_STATED EXERCISE_
Find every line in the data below that contains the word "conifer" and copy each of those lines out in full.

(Dataset records)
++++++++

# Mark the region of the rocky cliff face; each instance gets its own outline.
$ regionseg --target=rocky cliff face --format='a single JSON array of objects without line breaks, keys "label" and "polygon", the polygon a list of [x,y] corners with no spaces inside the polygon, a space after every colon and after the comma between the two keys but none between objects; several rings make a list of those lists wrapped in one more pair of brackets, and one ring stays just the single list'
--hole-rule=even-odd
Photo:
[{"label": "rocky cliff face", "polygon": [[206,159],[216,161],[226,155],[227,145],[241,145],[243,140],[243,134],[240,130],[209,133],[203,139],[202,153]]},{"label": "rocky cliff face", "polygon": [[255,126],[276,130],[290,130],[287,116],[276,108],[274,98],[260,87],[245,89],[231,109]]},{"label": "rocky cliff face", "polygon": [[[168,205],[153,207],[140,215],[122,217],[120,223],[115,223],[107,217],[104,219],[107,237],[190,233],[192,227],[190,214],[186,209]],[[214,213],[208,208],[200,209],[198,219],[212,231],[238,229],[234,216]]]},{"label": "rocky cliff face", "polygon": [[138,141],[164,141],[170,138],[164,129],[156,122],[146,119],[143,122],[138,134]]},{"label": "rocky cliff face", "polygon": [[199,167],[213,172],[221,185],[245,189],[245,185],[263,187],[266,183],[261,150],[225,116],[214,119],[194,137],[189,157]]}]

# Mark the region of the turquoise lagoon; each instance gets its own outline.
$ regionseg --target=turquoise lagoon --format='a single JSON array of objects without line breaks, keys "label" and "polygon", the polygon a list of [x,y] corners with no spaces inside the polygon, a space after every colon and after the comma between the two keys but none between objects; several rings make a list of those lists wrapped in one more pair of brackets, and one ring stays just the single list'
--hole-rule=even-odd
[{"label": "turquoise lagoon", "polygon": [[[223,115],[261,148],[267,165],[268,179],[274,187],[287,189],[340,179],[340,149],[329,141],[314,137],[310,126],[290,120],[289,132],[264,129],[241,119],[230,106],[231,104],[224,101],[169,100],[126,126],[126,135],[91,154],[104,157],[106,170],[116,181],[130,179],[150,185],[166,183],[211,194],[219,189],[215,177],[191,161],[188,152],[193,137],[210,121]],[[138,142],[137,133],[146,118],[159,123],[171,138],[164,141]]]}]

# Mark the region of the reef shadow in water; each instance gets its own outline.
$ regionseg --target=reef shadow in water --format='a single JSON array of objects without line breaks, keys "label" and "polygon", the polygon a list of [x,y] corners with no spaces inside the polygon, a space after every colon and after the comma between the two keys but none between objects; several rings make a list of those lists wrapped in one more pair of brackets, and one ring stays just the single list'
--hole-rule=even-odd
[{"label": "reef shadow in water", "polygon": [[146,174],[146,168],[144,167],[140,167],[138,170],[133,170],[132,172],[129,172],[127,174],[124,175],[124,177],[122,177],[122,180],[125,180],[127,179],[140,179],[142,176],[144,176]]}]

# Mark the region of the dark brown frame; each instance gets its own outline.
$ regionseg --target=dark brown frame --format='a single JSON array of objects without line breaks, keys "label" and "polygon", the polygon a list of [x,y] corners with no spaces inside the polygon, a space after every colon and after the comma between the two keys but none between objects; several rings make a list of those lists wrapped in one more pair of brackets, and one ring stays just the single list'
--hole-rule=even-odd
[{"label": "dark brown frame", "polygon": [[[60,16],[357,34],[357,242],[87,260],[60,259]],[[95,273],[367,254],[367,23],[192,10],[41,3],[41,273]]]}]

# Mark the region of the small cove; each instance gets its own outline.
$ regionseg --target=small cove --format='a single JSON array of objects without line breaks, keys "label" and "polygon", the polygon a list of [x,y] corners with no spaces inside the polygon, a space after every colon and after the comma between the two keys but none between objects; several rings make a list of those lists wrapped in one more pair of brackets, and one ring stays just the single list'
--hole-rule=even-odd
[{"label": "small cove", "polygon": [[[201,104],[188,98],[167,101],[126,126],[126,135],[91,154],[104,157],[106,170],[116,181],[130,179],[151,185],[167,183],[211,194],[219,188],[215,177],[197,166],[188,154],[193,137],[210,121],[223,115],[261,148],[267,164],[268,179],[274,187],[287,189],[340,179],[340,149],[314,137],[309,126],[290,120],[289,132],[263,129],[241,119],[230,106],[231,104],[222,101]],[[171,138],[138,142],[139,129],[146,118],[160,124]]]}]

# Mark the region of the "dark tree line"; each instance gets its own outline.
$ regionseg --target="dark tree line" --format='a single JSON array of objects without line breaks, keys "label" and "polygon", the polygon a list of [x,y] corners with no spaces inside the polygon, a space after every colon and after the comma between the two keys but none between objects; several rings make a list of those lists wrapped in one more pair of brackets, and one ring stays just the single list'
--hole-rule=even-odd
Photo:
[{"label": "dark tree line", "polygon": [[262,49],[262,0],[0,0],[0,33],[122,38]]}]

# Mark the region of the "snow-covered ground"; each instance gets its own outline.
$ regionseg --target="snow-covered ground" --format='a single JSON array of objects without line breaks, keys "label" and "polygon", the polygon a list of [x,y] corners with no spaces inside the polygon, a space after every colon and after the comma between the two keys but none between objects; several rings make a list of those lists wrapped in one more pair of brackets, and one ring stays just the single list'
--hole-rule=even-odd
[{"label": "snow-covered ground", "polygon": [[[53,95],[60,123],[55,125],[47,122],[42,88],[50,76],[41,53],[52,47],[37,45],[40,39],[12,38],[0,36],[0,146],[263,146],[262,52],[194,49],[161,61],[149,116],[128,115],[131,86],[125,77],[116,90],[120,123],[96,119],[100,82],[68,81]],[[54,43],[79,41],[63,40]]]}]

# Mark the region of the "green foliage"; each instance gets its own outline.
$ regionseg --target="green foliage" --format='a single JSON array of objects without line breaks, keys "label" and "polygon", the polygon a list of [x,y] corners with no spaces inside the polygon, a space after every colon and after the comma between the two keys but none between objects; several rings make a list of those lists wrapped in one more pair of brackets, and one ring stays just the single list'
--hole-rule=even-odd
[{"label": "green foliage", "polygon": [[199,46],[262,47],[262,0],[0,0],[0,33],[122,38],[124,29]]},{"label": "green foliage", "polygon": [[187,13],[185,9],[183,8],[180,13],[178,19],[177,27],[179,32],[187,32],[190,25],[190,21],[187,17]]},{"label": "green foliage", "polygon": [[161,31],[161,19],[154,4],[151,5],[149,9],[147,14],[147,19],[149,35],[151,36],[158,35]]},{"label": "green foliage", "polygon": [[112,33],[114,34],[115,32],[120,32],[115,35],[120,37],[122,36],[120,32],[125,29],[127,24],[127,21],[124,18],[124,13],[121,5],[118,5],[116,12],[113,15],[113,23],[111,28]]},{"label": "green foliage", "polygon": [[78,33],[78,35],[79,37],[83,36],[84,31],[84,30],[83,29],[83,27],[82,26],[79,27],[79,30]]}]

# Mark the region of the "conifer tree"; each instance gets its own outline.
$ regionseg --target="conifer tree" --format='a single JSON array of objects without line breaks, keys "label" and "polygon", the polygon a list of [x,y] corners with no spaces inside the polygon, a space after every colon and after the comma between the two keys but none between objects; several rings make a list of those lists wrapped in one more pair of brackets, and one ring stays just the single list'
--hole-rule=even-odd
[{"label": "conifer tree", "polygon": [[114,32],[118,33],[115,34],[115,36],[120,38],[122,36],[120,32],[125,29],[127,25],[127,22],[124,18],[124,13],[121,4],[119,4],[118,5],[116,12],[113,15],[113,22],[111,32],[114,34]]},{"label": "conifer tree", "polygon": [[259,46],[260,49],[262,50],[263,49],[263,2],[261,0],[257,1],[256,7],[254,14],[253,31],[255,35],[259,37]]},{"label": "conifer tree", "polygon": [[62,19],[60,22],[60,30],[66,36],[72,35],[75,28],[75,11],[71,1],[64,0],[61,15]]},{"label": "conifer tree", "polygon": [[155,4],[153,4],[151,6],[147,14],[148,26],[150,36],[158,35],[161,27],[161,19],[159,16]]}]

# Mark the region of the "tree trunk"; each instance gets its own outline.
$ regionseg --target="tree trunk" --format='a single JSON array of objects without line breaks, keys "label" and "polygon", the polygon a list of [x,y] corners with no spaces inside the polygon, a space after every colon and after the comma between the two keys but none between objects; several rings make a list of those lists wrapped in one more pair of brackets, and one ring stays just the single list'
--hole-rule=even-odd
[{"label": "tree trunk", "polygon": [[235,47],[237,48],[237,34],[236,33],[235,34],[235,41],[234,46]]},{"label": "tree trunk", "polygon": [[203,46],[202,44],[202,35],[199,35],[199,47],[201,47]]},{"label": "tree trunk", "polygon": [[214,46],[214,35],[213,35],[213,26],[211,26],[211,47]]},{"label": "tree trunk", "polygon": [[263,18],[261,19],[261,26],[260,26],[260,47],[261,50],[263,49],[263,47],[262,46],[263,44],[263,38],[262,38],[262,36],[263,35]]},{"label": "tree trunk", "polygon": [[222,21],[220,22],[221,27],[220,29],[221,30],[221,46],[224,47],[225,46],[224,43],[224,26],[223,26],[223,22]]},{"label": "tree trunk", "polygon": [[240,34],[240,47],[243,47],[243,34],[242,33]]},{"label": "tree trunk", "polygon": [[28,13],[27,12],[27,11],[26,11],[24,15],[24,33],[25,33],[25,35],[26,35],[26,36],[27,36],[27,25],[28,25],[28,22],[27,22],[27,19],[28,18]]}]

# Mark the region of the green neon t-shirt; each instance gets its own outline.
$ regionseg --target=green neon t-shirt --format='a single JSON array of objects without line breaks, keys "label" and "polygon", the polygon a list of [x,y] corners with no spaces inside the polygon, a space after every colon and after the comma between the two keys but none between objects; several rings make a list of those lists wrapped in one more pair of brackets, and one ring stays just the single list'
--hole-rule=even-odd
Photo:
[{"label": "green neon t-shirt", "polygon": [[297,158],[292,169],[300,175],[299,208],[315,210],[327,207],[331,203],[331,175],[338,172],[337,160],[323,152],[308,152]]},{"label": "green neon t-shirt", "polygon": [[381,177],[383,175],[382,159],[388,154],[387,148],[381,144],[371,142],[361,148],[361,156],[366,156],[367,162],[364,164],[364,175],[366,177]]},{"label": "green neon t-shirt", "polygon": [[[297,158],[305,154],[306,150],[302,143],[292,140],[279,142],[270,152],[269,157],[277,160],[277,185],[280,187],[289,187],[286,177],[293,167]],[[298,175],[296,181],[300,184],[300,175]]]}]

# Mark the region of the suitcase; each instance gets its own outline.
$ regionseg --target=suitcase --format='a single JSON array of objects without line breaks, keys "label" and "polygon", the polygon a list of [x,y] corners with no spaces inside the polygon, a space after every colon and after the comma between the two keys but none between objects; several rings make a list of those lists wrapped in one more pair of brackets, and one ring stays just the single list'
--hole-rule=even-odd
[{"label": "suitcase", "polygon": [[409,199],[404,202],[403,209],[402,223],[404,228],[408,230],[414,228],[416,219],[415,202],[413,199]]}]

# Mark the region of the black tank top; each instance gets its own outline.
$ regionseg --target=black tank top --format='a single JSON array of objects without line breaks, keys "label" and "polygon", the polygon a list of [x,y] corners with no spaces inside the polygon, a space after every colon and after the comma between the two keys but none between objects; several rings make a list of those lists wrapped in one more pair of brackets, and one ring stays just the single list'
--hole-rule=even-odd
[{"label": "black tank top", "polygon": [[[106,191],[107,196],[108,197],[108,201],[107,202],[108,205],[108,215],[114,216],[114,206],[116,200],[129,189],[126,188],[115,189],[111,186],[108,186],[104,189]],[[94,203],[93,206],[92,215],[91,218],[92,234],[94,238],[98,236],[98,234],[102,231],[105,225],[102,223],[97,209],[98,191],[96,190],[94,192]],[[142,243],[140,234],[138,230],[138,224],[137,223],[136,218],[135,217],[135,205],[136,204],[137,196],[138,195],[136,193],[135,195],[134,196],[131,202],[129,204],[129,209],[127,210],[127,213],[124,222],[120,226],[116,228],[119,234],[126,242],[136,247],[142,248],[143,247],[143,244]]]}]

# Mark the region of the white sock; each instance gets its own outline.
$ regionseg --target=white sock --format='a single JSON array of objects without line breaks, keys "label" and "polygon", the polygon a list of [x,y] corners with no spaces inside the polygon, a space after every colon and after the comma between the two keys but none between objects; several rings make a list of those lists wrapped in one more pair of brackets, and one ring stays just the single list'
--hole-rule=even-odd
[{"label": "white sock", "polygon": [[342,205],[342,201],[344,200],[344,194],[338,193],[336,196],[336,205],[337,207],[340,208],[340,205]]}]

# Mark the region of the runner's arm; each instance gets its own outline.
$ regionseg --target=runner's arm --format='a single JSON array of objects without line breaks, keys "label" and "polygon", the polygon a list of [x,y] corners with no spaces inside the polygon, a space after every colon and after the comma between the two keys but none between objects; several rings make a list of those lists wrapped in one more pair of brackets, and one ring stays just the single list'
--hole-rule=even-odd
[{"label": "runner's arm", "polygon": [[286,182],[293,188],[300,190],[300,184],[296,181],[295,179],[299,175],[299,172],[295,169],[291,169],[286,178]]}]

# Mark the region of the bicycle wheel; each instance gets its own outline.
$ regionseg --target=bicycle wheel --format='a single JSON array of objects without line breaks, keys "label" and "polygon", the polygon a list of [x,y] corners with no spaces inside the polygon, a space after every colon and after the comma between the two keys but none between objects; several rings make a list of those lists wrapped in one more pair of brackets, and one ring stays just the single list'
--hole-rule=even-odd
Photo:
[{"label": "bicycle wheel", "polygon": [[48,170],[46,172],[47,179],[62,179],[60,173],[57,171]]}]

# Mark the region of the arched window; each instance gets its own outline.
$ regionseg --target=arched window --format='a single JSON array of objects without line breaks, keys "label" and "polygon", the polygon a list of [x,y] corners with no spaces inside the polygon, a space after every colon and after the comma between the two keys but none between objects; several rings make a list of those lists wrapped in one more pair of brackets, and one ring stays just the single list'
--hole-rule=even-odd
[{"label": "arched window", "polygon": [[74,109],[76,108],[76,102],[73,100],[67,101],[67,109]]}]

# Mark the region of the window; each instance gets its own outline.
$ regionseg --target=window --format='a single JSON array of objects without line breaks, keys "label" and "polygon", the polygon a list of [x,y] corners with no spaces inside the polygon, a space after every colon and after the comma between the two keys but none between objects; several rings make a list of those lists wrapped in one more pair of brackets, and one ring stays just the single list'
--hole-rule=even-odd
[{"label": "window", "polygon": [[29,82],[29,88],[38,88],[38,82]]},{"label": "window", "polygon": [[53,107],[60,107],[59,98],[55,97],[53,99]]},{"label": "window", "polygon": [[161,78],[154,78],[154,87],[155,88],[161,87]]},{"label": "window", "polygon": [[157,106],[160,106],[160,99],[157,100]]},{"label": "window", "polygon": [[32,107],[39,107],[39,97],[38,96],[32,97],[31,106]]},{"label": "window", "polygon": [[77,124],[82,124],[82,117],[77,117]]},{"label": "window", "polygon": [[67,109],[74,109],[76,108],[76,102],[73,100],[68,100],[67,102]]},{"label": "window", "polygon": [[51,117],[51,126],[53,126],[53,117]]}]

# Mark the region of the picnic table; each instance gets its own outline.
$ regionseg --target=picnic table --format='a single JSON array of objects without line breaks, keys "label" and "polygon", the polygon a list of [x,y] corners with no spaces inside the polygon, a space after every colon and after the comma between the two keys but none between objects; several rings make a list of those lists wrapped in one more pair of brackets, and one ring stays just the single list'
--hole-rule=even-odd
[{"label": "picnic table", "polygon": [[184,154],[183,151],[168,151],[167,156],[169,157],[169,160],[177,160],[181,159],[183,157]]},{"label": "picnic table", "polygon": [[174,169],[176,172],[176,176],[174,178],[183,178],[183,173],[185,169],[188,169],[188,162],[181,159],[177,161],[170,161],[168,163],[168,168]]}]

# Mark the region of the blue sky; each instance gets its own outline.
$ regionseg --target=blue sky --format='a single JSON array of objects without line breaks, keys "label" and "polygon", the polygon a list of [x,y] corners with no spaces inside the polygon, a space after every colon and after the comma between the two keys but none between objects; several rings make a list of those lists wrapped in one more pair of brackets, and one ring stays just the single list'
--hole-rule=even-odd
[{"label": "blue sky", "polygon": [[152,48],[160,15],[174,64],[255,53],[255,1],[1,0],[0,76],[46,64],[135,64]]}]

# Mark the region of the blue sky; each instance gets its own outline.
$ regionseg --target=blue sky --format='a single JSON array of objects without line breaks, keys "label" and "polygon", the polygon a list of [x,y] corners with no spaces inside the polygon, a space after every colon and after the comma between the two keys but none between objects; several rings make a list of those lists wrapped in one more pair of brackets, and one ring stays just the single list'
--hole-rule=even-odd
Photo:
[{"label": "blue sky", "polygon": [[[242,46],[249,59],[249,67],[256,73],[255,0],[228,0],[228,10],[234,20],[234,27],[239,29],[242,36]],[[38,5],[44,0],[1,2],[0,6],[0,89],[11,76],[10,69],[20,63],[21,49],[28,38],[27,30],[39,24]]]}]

++++++++

_WORKED SOLUTION_
# Mark the region of the "conifer tree"; each instance gets its own outline.
$ regionseg --target="conifer tree" --format='a single JSON array of objects without line breaks, keys "label" and "polygon", the polygon a list of [x,y] corners with no spaces inside the polygon, a space after every colon and after the comma between the two keys but none between objects; several rings make a list of those lists wrapped in one more pair of brackets, and one ring stays just the single list'
[{"label": "conifer tree", "polygon": [[114,32],[118,33],[115,34],[115,36],[120,38],[122,36],[120,32],[125,29],[127,25],[127,22],[124,18],[124,13],[121,4],[119,4],[118,5],[116,12],[113,15],[113,22],[111,32],[114,34]]},{"label": "conifer tree", "polygon": [[259,46],[260,49],[262,50],[263,49],[263,2],[261,0],[257,1],[256,7],[254,14],[253,31],[255,35],[259,37]]},{"label": "conifer tree", "polygon": [[62,19],[60,22],[60,30],[66,36],[72,35],[75,28],[75,11],[71,1],[64,0],[61,15]]},{"label": "conifer tree", "polygon": [[155,4],[153,4],[151,6],[147,14],[148,26],[150,36],[158,35],[161,27],[161,19],[159,16]]}]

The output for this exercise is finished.